#### Task to carry out
Count how many lines in the listing below contain the string "blind", matching case exactly. Reply with that number alone.

#### Records for this exercise

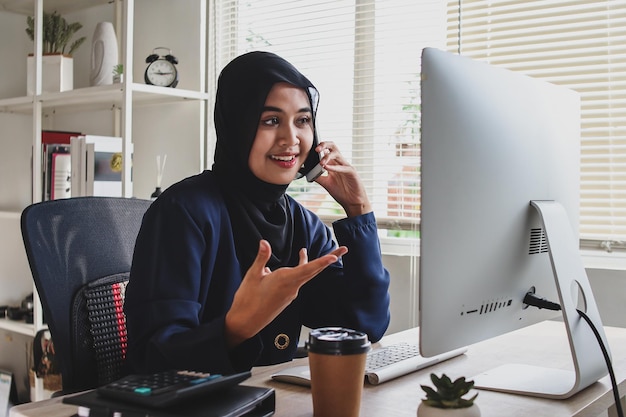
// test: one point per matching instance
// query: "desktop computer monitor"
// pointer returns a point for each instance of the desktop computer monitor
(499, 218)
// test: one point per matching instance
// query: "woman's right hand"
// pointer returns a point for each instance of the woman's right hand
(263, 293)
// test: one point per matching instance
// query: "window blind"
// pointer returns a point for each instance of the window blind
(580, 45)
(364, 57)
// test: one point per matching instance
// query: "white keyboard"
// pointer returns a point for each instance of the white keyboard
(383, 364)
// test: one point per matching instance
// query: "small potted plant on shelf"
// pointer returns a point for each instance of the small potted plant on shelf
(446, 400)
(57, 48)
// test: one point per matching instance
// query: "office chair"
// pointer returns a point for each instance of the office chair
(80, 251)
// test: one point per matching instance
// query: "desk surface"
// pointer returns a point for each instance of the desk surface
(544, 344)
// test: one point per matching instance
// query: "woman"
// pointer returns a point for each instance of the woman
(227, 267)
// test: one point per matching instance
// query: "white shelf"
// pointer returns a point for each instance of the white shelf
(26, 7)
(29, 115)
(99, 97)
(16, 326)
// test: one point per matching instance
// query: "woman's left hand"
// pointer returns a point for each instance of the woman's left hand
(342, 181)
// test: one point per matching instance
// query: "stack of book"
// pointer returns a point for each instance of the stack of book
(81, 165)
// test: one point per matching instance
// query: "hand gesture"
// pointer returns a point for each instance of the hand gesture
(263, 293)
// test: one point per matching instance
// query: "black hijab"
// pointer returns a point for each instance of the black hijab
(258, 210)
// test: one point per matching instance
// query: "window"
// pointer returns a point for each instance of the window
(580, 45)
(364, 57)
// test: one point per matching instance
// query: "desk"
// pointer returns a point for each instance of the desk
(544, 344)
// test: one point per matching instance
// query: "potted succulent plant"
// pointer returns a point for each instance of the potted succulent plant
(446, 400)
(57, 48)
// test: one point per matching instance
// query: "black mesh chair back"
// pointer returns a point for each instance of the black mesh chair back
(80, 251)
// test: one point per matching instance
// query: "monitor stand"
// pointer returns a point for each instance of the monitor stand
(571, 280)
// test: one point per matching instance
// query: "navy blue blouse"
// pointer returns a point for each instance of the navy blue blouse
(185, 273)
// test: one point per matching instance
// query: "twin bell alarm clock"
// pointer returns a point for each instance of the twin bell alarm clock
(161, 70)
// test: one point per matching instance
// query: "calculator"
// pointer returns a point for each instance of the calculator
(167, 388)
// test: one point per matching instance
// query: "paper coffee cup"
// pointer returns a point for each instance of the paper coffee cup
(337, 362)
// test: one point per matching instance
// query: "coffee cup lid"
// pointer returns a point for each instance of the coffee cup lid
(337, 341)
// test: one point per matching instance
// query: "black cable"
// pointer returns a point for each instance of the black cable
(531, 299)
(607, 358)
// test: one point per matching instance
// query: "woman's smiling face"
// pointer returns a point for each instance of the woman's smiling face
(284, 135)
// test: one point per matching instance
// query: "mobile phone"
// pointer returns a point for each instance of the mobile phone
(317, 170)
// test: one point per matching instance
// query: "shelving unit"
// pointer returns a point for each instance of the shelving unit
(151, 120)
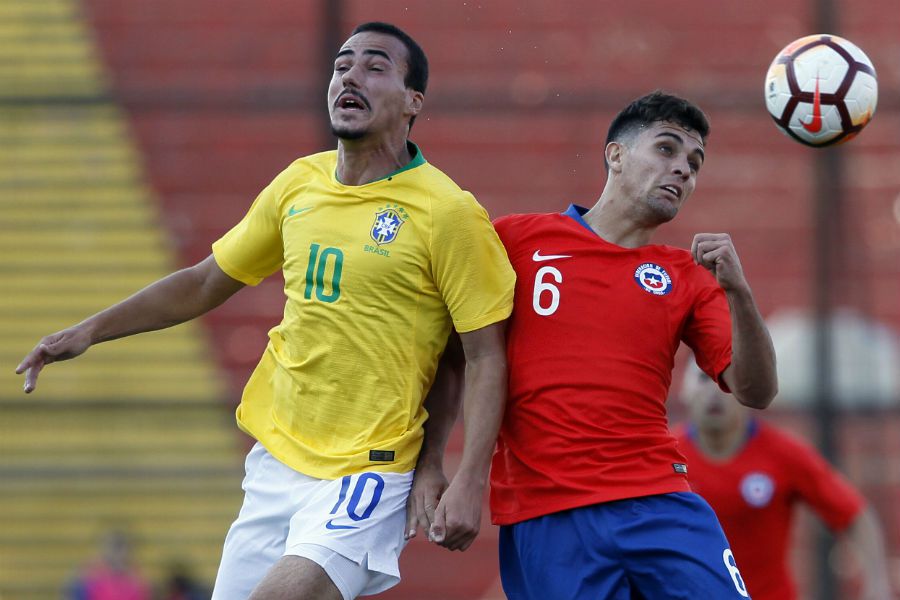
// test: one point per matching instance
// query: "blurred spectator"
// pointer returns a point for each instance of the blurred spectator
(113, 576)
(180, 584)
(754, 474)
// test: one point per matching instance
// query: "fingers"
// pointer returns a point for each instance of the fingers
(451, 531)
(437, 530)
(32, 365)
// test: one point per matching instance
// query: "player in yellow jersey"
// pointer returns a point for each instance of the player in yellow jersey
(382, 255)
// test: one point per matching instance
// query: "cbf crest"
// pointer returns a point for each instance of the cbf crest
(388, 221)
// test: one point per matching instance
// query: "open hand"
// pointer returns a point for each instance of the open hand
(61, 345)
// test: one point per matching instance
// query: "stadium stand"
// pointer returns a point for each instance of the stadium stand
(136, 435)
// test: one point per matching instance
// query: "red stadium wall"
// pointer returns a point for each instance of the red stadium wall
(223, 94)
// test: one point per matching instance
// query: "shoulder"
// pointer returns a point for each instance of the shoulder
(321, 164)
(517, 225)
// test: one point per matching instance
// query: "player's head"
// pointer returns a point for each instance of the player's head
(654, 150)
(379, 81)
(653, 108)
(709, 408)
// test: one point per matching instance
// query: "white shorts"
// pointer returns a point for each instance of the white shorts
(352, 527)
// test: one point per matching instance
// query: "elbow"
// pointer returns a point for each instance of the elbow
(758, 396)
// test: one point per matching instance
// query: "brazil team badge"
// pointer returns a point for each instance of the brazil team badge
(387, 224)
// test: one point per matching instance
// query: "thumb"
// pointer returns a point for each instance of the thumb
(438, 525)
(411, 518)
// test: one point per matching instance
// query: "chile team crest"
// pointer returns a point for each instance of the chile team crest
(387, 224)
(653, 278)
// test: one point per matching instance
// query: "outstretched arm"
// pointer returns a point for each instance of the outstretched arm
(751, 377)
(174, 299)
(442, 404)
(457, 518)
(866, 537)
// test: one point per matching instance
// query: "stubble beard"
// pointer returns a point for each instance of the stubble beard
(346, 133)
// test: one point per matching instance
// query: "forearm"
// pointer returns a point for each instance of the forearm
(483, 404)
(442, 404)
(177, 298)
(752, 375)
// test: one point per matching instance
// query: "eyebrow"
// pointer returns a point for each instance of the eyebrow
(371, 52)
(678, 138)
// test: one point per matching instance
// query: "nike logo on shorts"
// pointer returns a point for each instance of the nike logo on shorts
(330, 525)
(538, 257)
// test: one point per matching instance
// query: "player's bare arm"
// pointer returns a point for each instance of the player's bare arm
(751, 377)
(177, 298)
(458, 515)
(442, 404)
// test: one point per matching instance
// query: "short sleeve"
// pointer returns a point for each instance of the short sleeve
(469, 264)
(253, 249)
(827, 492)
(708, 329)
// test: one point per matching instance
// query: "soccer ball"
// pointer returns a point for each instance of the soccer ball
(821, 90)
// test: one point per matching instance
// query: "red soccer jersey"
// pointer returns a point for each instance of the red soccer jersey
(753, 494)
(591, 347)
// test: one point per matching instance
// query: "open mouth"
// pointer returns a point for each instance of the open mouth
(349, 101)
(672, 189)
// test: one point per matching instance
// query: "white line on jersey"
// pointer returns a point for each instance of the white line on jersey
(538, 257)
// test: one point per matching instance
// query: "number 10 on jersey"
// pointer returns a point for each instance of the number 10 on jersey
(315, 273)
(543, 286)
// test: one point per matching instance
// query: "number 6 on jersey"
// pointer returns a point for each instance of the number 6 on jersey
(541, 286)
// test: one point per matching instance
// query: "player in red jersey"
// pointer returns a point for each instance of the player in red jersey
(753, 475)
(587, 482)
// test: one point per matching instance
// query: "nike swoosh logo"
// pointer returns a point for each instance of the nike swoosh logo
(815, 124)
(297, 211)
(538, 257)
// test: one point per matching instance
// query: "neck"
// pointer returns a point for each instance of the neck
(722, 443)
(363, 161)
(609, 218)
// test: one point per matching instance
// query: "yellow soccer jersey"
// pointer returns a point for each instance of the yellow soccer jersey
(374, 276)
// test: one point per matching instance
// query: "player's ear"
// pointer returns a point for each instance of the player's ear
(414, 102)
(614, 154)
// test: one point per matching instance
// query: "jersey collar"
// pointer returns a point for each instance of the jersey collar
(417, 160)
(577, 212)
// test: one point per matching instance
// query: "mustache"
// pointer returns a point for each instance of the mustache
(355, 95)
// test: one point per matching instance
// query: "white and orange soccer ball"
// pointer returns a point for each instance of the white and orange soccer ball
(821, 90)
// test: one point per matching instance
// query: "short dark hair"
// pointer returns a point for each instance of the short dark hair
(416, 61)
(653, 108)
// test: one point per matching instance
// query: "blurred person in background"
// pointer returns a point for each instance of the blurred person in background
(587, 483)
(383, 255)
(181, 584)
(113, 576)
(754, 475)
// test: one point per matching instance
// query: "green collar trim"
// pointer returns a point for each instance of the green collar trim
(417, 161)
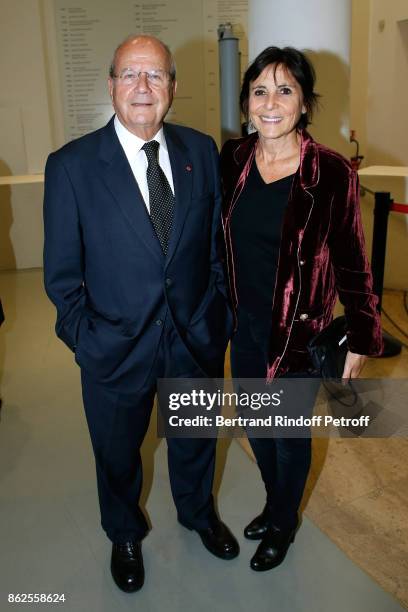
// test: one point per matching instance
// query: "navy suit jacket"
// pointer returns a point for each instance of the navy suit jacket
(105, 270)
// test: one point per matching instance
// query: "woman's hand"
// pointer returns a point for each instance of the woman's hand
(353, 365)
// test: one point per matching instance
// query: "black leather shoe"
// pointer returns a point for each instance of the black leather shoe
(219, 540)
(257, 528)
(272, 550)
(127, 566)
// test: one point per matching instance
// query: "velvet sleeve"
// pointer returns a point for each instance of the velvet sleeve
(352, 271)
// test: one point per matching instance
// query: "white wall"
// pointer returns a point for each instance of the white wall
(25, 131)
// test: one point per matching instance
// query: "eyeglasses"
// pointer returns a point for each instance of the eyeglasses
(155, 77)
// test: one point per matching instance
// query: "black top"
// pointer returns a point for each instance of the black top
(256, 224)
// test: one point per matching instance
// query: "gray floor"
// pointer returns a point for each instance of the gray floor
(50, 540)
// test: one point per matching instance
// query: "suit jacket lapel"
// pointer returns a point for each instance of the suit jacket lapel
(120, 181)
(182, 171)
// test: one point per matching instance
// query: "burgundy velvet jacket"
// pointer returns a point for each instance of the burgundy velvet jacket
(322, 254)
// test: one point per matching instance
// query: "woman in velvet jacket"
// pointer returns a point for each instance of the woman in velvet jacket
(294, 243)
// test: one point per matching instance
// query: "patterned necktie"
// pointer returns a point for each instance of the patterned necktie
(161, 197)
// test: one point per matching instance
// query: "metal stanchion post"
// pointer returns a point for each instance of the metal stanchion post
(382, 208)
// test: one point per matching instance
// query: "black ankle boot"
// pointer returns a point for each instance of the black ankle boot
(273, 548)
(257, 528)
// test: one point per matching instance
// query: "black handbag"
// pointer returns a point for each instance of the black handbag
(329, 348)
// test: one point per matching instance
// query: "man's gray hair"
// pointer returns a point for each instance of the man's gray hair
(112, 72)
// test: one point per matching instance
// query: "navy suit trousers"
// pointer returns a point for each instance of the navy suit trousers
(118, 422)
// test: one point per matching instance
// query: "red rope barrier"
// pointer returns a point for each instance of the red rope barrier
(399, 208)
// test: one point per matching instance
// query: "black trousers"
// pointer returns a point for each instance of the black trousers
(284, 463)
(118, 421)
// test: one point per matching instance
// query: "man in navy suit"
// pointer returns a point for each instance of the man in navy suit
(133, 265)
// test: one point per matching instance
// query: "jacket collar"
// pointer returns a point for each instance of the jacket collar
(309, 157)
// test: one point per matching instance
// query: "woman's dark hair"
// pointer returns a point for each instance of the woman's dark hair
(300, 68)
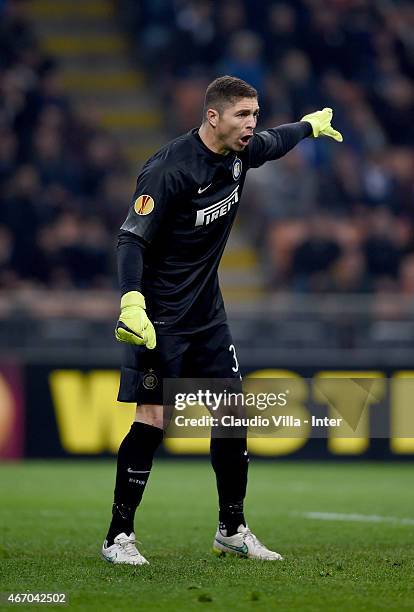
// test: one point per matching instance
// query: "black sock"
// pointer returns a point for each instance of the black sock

#### Answer to the problem
2